> [Task instructions]
The entries are to be reproduced verbatim, and their pictures left out.

***** Information *****

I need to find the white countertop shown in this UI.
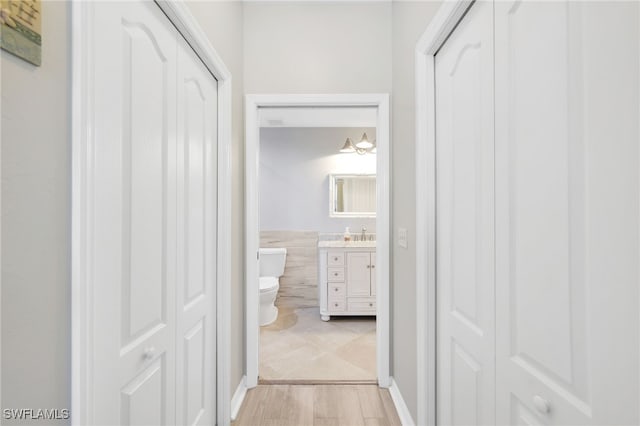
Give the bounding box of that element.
[318,240,376,248]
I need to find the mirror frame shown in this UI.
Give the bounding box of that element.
[329,173,377,218]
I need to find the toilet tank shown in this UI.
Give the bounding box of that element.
[259,248,287,277]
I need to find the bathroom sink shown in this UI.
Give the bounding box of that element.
[317,240,376,248]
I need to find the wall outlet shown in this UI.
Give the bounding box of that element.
[398,227,408,249]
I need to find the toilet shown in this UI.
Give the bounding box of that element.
[259,247,287,326]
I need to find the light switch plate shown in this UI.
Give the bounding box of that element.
[398,227,408,249]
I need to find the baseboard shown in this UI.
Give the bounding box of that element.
[230,375,247,421]
[389,378,416,426]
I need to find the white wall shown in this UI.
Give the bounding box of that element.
[1,1,71,422]
[260,127,376,233]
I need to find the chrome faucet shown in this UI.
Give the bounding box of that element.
[361,225,367,241]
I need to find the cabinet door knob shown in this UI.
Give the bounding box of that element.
[334,303,339,307]
[366,265,371,269]
[334,272,338,276]
[334,257,338,261]
[369,303,373,307]
[533,395,550,414]
[334,288,338,292]
[371,264,375,269]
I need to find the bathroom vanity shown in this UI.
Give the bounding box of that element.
[317,241,376,321]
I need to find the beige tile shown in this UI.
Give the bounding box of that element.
[260,306,376,381]
[334,333,377,377]
[288,351,375,381]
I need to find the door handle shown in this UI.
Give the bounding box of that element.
[143,347,155,361]
[533,395,550,414]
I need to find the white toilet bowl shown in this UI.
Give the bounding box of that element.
[259,277,279,326]
[259,247,287,326]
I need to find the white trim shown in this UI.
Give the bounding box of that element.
[389,378,416,426]
[71,2,233,425]
[244,93,391,389]
[230,375,248,421]
[414,2,473,425]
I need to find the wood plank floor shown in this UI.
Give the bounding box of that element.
[232,384,402,426]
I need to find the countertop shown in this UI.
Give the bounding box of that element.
[317,240,376,248]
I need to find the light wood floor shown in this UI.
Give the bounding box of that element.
[232,384,402,426]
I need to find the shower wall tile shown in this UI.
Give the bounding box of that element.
[261,230,319,309]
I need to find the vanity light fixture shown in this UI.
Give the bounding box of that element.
[339,133,376,155]
[355,132,373,149]
[340,138,356,153]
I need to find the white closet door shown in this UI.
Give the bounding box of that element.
[435,1,495,424]
[495,1,639,424]
[175,35,218,426]
[92,2,178,424]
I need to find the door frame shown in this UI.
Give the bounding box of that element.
[414,1,474,425]
[244,93,391,388]
[70,1,233,425]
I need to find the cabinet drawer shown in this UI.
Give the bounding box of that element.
[328,267,345,282]
[328,252,345,266]
[328,283,345,297]
[328,297,346,312]
[348,297,376,312]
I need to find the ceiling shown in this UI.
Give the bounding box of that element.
[259,106,377,128]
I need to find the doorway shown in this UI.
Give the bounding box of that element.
[244,94,391,389]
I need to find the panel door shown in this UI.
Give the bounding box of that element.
[435,1,495,424]
[92,2,178,424]
[347,252,372,297]
[175,35,218,426]
[494,1,639,425]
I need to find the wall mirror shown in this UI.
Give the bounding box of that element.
[330,174,376,217]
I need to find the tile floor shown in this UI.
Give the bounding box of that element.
[259,306,377,381]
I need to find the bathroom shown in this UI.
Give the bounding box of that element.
[256,107,379,382]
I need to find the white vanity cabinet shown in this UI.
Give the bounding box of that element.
[318,243,376,321]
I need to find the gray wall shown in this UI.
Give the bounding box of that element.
[391,2,442,417]
[260,127,376,233]
[244,2,392,94]
[185,0,246,406]
[1,1,71,422]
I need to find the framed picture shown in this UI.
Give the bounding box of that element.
[1,0,41,66]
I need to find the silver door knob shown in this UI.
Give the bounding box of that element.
[533,395,550,414]
[143,347,155,360]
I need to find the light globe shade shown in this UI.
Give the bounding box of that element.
[340,138,356,153]
[355,132,373,149]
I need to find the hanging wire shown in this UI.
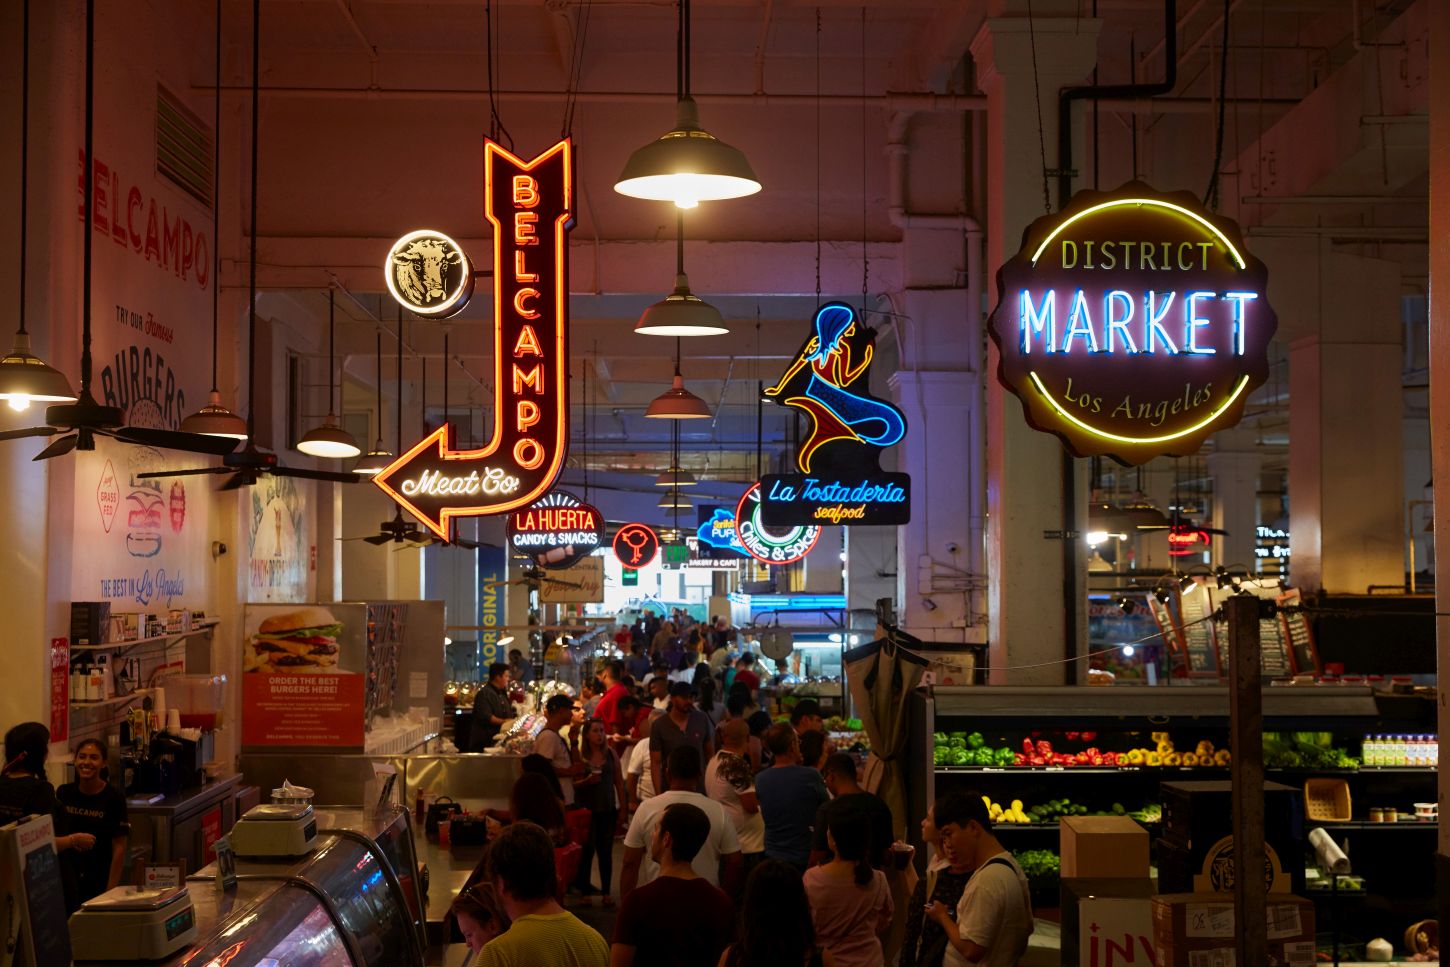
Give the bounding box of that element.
[1091,0,1100,190]
[859,5,869,314]
[17,0,30,337]
[1024,0,1053,213]
[1202,0,1231,208]
[243,0,259,437]
[485,0,512,148]
[754,308,763,480]
[814,6,823,301]
[560,0,594,139]
[442,331,450,426]
[207,0,222,388]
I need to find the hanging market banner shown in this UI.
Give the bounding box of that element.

*****

> [Your solution]
I need to find the white countertop shown in this UI.
Give the bounding box of that element.
[318,240,376,248]
I need to find the mirror frame shown in this UI.
Give the bounding box of that element.
[329,173,377,218]
I need to find the toilet tank shown in this UI.
Give the bounding box of that element.
[259,248,287,277]
I need to find the bathroom sink shown in this UI.
Give the bounding box of that element.
[317,240,376,248]
I need to find the wall outlet shown in this UI.
Give the bounding box of that element.
[398,227,408,249]
I need to find the toilet shown in this UI.
Give the bounding box of that element.
[259,247,287,326]
I need to find the light switch plate shown in this UI.
Give the bounding box of that element.
[398,227,408,249]
I need to find the baseboard shown in this UI.
Give the bounding box of that element.
[230,375,247,421]
[389,378,416,426]
I need to find the white wall shown in this UI.
Give the bounding box of that element.
[1,1,71,422]
[260,127,376,233]
I need to find the chrome faucet shown in this UI.
Give the bounding box of that element.
[361,225,367,241]
I need to find the cabinet door knob shown in this UI.
Give the bounding box of that element.
[334,303,339,307]
[366,265,371,269]
[334,272,338,276]
[334,257,338,261]
[369,303,373,307]
[533,395,550,414]
[334,288,338,292]
[371,264,375,269]
I need to find the bathroom vanity shown in this UI.
Give the bounding box of that element.
[317,241,376,321]
I need to find the beige tile shown in this UI.
Give the bounding box of that element.
[260,306,376,381]
[334,333,377,377]
[288,351,375,381]
I need to find the door handle shown in this UI.
Give the bounding box of that element.
[143,347,155,361]
[533,395,550,414]
I need to find the white toilet bowl shown in this UI.
Give the bounding box of that element.
[259,277,279,326]
[259,247,287,326]
I need to find the white trim shown in this UI.
Give the bounding box of that element.
[389,378,416,426]
[71,2,233,425]
[244,93,391,389]
[230,375,248,421]
[414,2,473,425]
I need to find the wood plank floor shown in this UI.
Give the bounding box of that element.
[232,384,402,426]
I need to find the countertop shown in this UI.
Give the bounding box of that element.
[317,240,376,248]
I need to find the light wood floor shown in this UI.
Give the bounding box of that element.
[232,384,402,426]
I need to find the shower wall tile shown in this UI.
Give the bounding box of that element.
[261,230,319,309]
I need to find the vanity light fixture shown in this UI.
Give the bounding box of that element.
[339,133,376,155]
[355,132,373,149]
[340,138,356,153]
I need to find the white closet door shown in this UI.
Give the bounding box of that element.
[435,1,495,424]
[495,1,639,424]
[175,35,218,426]
[92,2,178,424]
I need to find the door frame shown in this UI.
Give the bounding box of that element.
[414,1,474,425]
[244,93,391,388]
[70,1,233,425]
I need to find the cabinet drawer shown in this UI.
Give the bounding box of that element.
[328,267,345,282]
[328,252,345,266]
[328,283,345,297]
[328,297,346,312]
[348,297,376,312]
I need to find the ceiling shown in this UI.
Give the bounding box of that element.
[259,106,377,128]
I need to find the doorway shown in this UI.
Give the bounding box of that element.
[244,94,391,389]
I need to find the panel door shown in this UI.
Give the bounding box of that element.
[435,1,495,424]
[92,2,178,424]
[347,252,372,297]
[175,35,218,426]
[494,1,639,425]
I need to find the wall mirror shown in this UI.
Give the bounding box of that element.
[330,174,376,217]
I need to find the tile floor shown in this UI.
Give the bounding box of that element.
[259,306,377,381]
I need to find the bathroom shown in this UI.
Give the bounding box of that element.
[256,107,379,382]
I need to find the white vanity cabinet shown in this UI.
Give the bounding box of that element.
[318,243,376,321]
I need to find the gray wall shown in this UI.
Give the bounding box of that element.
[391,2,442,417]
[260,127,376,233]
[244,2,392,94]
[185,0,246,406]
[1,1,71,422]
I need to find the framed picture shown in this UI.
Give the bounding box of that element.
[1,0,41,66]
I need to find the silver door knob shown in this UI.
Give the bounding box of that element.
[533,395,550,414]
[143,347,155,360]
I need to find the light globe shade shown in this UI.
Give the bounding box of that element.
[340,138,356,153]
[355,132,373,149]
I need to find the hanging wire shown in this UI.
Give the bounding box of that element.
[1091,0,1100,190]
[859,5,869,314]
[17,0,30,337]
[1024,0,1053,213]
[1202,0,1231,208]
[243,0,259,437]
[485,0,512,148]
[754,308,763,480]
[814,6,823,301]
[560,0,594,139]
[442,331,450,426]
[207,0,222,388]
I need to find the hanging market banner shown in this UI.
Give the bounding box of that element.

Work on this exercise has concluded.